GIVEN TASK
Give the lines again exactly, from the one holding "Each instance of the water" to the last line of the listing below, both ends included and nothing added.

----------

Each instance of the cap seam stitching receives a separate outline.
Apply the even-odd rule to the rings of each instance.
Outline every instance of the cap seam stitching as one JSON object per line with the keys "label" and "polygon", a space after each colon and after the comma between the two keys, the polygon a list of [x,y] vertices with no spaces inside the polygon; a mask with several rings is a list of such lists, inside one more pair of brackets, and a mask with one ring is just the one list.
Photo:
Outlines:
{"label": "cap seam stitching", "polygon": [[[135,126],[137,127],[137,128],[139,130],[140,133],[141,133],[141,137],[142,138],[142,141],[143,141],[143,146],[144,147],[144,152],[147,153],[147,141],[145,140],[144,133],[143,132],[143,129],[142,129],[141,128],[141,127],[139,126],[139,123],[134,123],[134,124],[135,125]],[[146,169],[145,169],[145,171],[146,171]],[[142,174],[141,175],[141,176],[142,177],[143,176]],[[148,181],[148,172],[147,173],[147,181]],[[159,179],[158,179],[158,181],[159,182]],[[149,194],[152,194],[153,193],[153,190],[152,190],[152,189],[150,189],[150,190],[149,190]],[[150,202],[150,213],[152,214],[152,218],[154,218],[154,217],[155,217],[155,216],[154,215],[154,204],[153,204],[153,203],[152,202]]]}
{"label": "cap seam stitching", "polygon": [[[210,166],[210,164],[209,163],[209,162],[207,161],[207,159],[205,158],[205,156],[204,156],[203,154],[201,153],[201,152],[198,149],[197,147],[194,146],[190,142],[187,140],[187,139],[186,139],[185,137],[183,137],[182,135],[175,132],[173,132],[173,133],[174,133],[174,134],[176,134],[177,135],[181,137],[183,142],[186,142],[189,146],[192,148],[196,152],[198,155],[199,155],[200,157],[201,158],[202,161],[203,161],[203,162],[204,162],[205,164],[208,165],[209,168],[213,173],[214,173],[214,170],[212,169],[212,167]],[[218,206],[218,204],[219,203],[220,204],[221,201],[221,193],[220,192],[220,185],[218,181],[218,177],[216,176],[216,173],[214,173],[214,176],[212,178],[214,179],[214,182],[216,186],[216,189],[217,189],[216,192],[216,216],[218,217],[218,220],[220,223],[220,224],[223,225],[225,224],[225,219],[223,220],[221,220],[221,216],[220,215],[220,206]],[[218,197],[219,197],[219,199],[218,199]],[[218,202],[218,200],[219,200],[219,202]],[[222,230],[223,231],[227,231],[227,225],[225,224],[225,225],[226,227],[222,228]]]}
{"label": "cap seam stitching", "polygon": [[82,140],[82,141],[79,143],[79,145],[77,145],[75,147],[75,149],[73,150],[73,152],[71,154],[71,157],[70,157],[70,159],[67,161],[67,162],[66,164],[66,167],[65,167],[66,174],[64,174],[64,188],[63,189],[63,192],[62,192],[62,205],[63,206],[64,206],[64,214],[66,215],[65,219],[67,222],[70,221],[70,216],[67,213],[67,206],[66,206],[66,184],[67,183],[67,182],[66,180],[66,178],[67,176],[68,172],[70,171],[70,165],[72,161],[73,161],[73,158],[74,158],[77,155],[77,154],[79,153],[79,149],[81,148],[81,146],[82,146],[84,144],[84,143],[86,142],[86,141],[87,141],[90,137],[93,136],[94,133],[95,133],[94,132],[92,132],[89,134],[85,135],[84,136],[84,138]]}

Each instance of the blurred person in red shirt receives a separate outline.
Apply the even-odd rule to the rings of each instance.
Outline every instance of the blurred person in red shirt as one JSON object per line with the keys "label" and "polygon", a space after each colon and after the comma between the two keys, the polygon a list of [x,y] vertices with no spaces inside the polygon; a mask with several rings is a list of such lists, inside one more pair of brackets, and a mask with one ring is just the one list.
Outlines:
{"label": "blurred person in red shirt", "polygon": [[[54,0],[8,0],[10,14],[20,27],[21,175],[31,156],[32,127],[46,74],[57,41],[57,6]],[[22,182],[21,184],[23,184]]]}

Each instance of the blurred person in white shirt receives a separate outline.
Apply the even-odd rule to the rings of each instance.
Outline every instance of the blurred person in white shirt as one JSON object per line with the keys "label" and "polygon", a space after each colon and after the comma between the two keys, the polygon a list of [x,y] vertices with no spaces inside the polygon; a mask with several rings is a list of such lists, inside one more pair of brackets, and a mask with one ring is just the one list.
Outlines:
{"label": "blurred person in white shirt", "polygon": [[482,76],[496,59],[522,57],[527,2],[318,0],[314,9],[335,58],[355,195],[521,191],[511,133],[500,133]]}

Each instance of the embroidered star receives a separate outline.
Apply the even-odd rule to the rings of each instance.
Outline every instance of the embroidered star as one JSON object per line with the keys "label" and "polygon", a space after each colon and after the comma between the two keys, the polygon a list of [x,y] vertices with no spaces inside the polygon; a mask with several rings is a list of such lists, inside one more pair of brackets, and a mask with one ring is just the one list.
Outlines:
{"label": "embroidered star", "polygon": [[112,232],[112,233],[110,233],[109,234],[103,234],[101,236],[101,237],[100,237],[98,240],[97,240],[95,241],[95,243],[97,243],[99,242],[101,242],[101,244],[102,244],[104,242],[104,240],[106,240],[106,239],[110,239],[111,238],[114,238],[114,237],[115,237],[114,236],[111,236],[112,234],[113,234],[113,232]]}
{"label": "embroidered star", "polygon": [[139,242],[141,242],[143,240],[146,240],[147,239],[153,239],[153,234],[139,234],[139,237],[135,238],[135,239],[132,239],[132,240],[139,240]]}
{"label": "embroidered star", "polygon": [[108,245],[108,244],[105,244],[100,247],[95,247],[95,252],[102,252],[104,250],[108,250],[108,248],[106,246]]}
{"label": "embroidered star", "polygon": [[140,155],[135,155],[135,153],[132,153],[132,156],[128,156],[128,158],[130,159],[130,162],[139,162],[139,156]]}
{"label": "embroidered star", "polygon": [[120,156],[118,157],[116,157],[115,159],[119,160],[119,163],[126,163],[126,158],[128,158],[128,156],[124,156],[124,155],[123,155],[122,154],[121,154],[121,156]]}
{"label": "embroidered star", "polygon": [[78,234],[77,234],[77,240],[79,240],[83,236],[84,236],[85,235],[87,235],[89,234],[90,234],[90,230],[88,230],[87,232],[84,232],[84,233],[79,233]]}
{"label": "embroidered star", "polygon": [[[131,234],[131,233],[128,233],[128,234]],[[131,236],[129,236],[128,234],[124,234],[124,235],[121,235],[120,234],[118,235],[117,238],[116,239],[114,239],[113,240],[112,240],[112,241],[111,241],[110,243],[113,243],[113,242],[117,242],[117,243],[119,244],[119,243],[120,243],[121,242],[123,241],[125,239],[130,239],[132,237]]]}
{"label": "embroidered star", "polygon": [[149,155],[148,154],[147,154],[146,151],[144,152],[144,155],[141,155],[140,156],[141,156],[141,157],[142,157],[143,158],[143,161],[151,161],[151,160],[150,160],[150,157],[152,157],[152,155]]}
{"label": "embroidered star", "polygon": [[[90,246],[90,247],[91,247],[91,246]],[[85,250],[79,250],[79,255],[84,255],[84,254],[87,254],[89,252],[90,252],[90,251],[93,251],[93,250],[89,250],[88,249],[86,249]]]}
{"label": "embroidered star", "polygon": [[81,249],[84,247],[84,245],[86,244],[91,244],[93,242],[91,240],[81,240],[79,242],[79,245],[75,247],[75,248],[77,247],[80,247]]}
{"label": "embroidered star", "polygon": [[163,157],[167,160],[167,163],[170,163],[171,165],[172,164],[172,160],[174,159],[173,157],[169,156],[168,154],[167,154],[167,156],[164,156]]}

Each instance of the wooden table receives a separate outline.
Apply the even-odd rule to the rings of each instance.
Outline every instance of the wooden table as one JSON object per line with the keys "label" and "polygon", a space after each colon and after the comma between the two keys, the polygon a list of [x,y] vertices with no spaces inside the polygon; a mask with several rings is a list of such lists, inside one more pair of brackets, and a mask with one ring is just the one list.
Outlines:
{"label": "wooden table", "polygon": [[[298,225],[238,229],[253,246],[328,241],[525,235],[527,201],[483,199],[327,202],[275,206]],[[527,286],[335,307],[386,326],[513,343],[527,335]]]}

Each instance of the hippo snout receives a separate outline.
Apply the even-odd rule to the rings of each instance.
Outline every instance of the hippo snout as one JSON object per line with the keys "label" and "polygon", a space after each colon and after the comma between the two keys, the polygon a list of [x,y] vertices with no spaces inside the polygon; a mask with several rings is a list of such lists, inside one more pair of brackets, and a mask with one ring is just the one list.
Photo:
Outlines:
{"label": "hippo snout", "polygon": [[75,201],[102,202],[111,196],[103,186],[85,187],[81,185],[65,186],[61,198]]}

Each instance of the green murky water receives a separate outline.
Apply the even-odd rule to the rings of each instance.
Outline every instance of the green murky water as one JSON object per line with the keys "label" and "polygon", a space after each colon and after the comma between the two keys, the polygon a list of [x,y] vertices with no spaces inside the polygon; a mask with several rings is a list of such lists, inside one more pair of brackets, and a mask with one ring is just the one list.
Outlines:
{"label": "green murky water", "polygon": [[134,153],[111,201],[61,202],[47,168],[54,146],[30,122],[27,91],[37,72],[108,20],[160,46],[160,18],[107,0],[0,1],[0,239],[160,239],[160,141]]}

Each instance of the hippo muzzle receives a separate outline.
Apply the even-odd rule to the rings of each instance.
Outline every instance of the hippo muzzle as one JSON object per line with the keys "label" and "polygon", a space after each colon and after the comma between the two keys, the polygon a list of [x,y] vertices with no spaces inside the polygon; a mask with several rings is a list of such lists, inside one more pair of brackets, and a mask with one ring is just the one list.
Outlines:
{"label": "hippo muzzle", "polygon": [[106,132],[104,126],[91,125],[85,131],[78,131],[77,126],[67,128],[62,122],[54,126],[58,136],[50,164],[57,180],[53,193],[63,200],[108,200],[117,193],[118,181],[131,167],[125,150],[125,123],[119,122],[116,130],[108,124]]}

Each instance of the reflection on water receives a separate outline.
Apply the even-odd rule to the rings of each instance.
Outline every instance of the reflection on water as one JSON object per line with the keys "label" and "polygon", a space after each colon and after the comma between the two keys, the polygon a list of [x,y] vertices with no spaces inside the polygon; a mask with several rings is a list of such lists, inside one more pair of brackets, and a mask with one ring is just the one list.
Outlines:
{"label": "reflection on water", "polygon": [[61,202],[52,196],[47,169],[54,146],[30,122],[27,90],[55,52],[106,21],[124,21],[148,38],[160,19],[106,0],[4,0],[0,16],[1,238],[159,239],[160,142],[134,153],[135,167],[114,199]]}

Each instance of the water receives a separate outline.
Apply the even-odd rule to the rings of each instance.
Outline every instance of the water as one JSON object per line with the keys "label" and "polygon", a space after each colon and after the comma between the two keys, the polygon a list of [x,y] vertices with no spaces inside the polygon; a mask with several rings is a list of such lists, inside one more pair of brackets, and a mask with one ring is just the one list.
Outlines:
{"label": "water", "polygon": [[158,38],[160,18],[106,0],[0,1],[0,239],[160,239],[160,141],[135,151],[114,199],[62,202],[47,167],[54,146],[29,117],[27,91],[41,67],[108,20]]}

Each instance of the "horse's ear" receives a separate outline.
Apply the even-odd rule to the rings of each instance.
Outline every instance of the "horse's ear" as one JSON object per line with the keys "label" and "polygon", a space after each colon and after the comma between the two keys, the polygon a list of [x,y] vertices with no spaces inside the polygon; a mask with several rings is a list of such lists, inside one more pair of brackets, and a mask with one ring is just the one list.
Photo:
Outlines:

----------

RESPONSE TO THE TASK
Each instance of the water receives a separate outline.
Apply the even-odd rule to the rings of each instance.
Outline every instance of the water as one JSON object per line with the keys "label" and "polygon", a space after each colon and after the comma between the two keys, the polygon a list of [x,y] vertices with no spaces inside the polygon; a mask with several rings is a list of such lists, inside one more pair of brackets, and a mask with one ring is just the one list.
Outlines:
{"label": "water", "polygon": [[158,38],[160,18],[106,0],[0,1],[0,239],[160,239],[160,141],[135,151],[114,199],[62,202],[47,167],[54,146],[29,117],[27,91],[41,67],[108,20]]}

Each instance of the "horse's ear" receives a separate outline.
Apply the even-odd rule to the rings of each instance.
Outline every instance of the "horse's ear" as one JSON object per line with the keys "label" and "polygon", a space after each colon and after the comma between the two keys, the polygon a list of [x,y] vertices with no spaces inside the polygon; a mask with several rings is a list of such lists, inside one more pair of brackets, and a mask with one ring is just the one list.
Photo:
Outlines:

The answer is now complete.